_What the exercise asks_.
Line by line, output the data that follows exactly as written.

Saved entries:

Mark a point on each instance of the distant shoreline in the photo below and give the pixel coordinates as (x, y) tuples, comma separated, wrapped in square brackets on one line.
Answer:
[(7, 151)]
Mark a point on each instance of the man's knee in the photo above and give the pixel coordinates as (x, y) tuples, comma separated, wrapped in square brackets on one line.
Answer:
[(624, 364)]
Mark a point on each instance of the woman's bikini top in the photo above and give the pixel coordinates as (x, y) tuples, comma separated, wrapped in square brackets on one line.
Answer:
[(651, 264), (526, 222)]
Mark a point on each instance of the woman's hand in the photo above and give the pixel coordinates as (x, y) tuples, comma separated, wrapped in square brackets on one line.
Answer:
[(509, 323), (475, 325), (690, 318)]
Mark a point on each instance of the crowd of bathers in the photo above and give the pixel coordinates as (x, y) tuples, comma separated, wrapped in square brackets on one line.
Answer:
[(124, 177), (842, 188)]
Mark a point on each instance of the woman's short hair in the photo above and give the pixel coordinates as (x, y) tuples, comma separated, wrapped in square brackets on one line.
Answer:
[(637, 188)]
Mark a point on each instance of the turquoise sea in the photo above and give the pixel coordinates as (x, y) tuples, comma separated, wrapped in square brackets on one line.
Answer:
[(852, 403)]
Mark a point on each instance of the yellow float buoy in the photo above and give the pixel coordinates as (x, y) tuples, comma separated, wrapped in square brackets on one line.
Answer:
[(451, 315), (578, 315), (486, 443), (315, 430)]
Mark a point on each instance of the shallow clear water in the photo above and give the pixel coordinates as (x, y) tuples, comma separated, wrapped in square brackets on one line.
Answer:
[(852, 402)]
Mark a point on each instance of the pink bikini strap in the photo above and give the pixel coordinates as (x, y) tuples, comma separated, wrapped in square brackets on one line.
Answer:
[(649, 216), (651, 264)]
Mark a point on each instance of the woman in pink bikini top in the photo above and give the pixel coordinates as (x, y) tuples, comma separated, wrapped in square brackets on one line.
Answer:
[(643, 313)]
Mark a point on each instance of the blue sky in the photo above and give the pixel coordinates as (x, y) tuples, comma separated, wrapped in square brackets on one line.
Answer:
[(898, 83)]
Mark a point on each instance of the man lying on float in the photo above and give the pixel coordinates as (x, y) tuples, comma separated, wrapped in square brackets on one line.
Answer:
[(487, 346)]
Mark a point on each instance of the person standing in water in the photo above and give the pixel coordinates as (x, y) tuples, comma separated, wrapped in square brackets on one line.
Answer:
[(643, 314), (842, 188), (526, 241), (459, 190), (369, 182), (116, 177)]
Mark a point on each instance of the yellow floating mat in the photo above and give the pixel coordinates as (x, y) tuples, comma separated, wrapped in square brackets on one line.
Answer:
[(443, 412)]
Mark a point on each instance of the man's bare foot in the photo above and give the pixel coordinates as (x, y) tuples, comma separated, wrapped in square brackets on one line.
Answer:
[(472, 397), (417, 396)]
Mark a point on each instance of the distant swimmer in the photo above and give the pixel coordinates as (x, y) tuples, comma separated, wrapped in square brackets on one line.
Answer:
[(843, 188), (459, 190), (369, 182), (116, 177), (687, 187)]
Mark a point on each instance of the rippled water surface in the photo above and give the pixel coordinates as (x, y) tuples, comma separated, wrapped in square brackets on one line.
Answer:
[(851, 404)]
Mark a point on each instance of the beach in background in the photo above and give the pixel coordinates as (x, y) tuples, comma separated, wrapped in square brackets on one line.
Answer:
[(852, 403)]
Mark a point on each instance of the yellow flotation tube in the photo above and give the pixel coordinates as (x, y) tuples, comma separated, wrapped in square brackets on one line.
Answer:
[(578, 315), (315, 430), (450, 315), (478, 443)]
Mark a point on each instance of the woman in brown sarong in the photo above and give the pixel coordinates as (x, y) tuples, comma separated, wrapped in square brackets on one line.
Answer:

_Finished exercise_.
Mark a point on each instance of the distant shoreline in the photo below and give the pixel coordinates as (x, y) tuples, comma separated, wrapped in square brackets on one line.
Answer:
[(7, 151)]
Mark a point on each instance of the man's knee in the photo above and give the pixel coordinates as (x, y) tuples, comma separated, wrapped in square brackets on one line.
Answer:
[(624, 364)]
Mark a point on each instance of the woman's bikini top in the photo above and give the pixel coordinates as (x, y) tuples, comma separated, wrapped in square brackets on one line.
Answer:
[(651, 264), (526, 222)]
Mark a point on each instance of the woman's hand in the photo above and give the pixel coordinates as (x, y) tuples, comma separated, wrapped in square brackets on one line.
Answer:
[(509, 323), (475, 325), (690, 318)]
Mark a point on each instance of the crowd of bathers in the photo above and give the pixel coordinates as (x, y) tuples, comma separated, wrapped in square brackets on one line.
Answer:
[(124, 177), (842, 188)]
Mark a point on each instance of the woman's short hair in the photo above and give the pixel coordinates as (x, y) tuples, comma separated, wrapped in square brackets on one line.
Answer:
[(637, 188)]
Mark a point on each instance of the turquoise sea in the photo above and give the pixel coordinates as (x, y) tuples, comma separated, wrapped in square brackets on one line.
Answer:
[(852, 403)]
Mark a point on each instance of the yellow float buoy in the photo above and give the pixel coordinates as (x, y) tuples, comma separated, wrapped in square brackets on one line.
Answer:
[(451, 315), (578, 315), (486, 443), (315, 430)]
Mark a point on each instance of the shallow clear water in the photo above and give the pixel coordinates as (x, y) tuples, comma separated, wrapped in square brackets on one line.
Answer:
[(852, 402)]
Mark a point on each instance of the pink bikini strap in the photo above and give the pixel coordinates as (x, y) tuples, comma separated, wrapped in square brackets on one line.
Answer:
[(649, 216), (651, 264)]
Mark a point on each instance of the woman in pink bikini top in the photo above and give the pixel coordinates as (x, y) tuples, comma separated, wrapped in square brackets on one line.
Answer:
[(643, 313)]
Mark a point on each instance of the blue sky in the photo above and give the pixel coordinates as (x, y) tuples, comma separated, wrapped in square brackets on one line.
Answer:
[(898, 83)]
Mark a point on each instance of the man lying on float in the photo above and give the pixel coordinates as (x, y) tuples, comma separated, wrapped in square brackets on one line.
Answer:
[(487, 346)]
Mark a point on each instance of the person standing in water in the photo above and give the pixel coordinates as (x, y) tuples, comma separated, wrapped in square brackets on one line.
Answer:
[(643, 314), (842, 188), (526, 241), (459, 190), (369, 182), (116, 177)]
Mark a point on each instance of the yellow floating mat in the photo above and give the pixel coordinates as (x, y) tuples, comma separated, wrapped in square brackets on one line.
Answer:
[(443, 412)]
Mark a point on each instance of the man's bare foot in the photo above and give the pixel coordinates as (x, y) tuples, comma separated, wrapped in square brackets on one line.
Answer:
[(472, 397), (417, 396)]
Mark a point on each instance of the distant swimmer in the photo above and give the pixel coordinates as (x, y) tuples, comma separated, wrapped in square brackets on one line.
Answer:
[(843, 188), (459, 190), (369, 182), (116, 177), (687, 187)]
Mark a point on each instance of the rippled water surface in the photo above and give the pixel coordinates as (x, y) tuples, comma separated, wrapped in square brackets on one line.
Answer:
[(851, 404)]
Mark a point on each instance of the beach in background in the photo above and give the pixel coordinates as (x, y) tuples, comma separated, wrapped in square brackets on one line.
Answer:
[(852, 403)]
Mark a point on each instance of the yellow flotation tube in the photo above and give the pixel coordinates as (x, y) tuples, comma separated, wrapped in square brackets on one line.
Answer:
[(578, 315), (315, 430), (450, 315), (478, 443)]
Mark a point on each instance of the woman in brown sarong in the photo above and give the pixel coordinates as (x, y) tuples, comma separated, wrapped in square brackets on one line.
Answer:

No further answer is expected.